[Start Entries]

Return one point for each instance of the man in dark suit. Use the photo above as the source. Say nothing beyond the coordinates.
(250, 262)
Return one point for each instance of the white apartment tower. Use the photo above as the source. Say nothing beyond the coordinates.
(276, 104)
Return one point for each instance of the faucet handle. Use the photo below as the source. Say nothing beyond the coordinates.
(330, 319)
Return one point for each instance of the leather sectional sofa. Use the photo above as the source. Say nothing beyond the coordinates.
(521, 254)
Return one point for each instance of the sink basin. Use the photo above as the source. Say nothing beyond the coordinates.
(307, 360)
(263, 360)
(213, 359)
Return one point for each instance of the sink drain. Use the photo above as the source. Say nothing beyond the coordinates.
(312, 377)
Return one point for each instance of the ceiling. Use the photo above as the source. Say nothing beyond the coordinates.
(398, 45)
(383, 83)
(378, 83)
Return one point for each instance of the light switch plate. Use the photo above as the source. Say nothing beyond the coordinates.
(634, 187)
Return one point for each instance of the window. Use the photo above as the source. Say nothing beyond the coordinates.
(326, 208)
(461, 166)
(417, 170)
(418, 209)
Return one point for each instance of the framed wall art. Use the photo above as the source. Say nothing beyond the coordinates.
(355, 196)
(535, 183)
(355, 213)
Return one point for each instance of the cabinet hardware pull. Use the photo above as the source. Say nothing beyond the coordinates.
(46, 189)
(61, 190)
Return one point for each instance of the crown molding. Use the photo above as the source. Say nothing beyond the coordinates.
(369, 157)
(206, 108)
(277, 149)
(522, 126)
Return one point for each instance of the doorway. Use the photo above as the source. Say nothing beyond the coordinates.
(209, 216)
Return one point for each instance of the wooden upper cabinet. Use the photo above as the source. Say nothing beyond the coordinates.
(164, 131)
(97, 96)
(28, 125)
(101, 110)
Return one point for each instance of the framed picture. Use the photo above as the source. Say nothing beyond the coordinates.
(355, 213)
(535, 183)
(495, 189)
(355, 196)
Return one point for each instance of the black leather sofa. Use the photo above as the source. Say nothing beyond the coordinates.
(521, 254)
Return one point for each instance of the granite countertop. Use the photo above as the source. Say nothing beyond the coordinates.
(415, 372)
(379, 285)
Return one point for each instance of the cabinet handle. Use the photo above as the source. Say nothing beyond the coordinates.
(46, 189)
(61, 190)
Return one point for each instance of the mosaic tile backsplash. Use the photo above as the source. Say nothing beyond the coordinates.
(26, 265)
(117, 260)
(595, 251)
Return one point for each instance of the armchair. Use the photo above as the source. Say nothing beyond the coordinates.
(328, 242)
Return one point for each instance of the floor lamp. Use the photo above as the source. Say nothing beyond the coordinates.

[End Entries]

= Problem details =
Output the lines above as a numbered list, skipping any blank lines.

= Written reply =
1. Return one point for each instance of the man in dark suit. Use the photo above as the source. Say nothing beyond the coordinates.
2. (250, 262)
3. Return one point for each instance of the white apartment tower. Use the photo above as the source. Say nothing beyond the coordinates.
4. (276, 104)
5. Return one point for each instance of the faucet handle. Use the photo below as the source. Say nothing beyond the coordinates.
6. (330, 319)
7. Return one point for each instance of the leather sectional sofa. Use the photo above as the source. Say nothing beyond the coordinates.
8. (521, 254)
9. Return one point for each instance of the sink basin. Use the photo above as the source. Say nothing beyond the coordinates.
10. (307, 360)
11. (263, 360)
12. (213, 359)
13. Return one point for each instance of the sink drain. Use the photo above as the source. Say nothing beyond the coordinates.
14. (312, 377)
15. Return one point for each instance of the ceiling. Use the photo above as the source. Say nothing beyond the coordinates.
16. (398, 45)
17. (383, 83)
18. (378, 83)
19. Return one point for each instance of the light switch plate. Use the photo above as the source. Say nothing beyond the coordinates.
20. (634, 187)
21. Return one point for each instance of the window. Use the photo above as the source. Say nothing beyond the coordinates.
22. (326, 208)
23. (461, 166)
24. (417, 170)
25. (418, 209)
26. Return one point for each instance of the framed wall art. Use the photo above as the source. Say nothing beyond the coordinates.
27. (355, 196)
28. (535, 183)
29. (355, 213)
30. Return one point for each instance of the cabinet hardware pull. Use the photo above as the source. Say nothing beyond the coordinates.
31. (46, 189)
32. (61, 190)
33. Return one point for each instance of the crown molding. Use the photo above as the source. Say nothing beyond the coordinates.
34. (369, 157)
35. (206, 108)
36. (277, 149)
37. (522, 126)
38. Return one point for each instance of the doorway. Use the photo above as the source. Say nothing beyond the coordinates.
39. (209, 216)
40. Return one point for each instance of the wooden upper cabinet. Use the photo above as the source. Say nothing beyond the coordinates.
41. (164, 131)
42. (97, 96)
43. (28, 125)
44. (101, 110)
45. Return one point for each instance of the framed picture. Use the photo above as the source. Say nothing beyond the coordinates.
46. (355, 213)
47. (535, 183)
48. (495, 189)
49. (355, 196)
50. Return one point for each instance of the black leather sofa. Use the photo above as the source. Say nothing beyond the coordinates.
51. (521, 254)
52. Return one point for each instance of the granite countertop. Use the photo above as the source. Say nothing beyond the coordinates.
53. (415, 372)
54. (379, 285)
55. Return one point for each instance of the cabinet handle. Use the photo above as the source. Say nothing beyond the coordinates.
56. (46, 189)
57. (61, 190)
58. Return one point for each instance of the mosaic tile backsplash. Use the photo above as the source. Say nothing beyond the coordinates.
59. (26, 265)
60. (117, 260)
61. (595, 251)
62. Return one point for each instance of the armchair. Use the photo above as the source. Say nothing beyond the coordinates.
63. (328, 242)
64. Return one point for each instance of the floor lamp. Use the photo above as the source. Say nothing beyond the coordinates.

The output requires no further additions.